Written task
Copy out everything from the line containing "For inventory purposes, determine whether the ceiling" down to the end of the entries, substituting "enclosing rectangle" for "bounding box" and leaving the rest unchanged.

━━━ Dataset records ━━━

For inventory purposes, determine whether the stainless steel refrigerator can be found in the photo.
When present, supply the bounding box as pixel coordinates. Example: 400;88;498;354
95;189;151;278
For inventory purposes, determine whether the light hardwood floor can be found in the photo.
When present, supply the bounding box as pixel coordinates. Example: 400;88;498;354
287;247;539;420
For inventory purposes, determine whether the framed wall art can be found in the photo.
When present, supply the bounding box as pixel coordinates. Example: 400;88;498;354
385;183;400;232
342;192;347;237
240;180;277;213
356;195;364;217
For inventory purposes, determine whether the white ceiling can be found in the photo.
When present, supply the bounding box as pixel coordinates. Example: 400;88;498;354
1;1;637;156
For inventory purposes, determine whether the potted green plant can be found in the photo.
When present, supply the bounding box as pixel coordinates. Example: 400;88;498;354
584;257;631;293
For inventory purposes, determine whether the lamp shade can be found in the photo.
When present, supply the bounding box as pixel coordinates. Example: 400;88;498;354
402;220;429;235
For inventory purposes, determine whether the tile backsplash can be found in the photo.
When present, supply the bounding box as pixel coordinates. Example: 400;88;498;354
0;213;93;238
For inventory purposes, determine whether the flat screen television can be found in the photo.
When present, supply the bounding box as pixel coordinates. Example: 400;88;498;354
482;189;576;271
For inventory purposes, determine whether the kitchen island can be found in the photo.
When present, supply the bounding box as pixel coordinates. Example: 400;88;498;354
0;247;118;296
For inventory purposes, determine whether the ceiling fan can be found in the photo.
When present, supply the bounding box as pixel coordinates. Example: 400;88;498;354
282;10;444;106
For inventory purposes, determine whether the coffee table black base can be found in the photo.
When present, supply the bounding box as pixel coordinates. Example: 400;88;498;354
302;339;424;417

━━━

Response below
For inventory purposes, determine whether the ceiling fan can be found in the photo.
When present, supply the enclosing rectangle as pixel coordinates. Example: 400;88;498;354
282;10;444;106
For inventory purposes, determine whether the coffee table black base can be found in the photo.
When present, supply the enclosing rectangle as pixel coordinates. Example: 400;88;498;354
302;339;424;417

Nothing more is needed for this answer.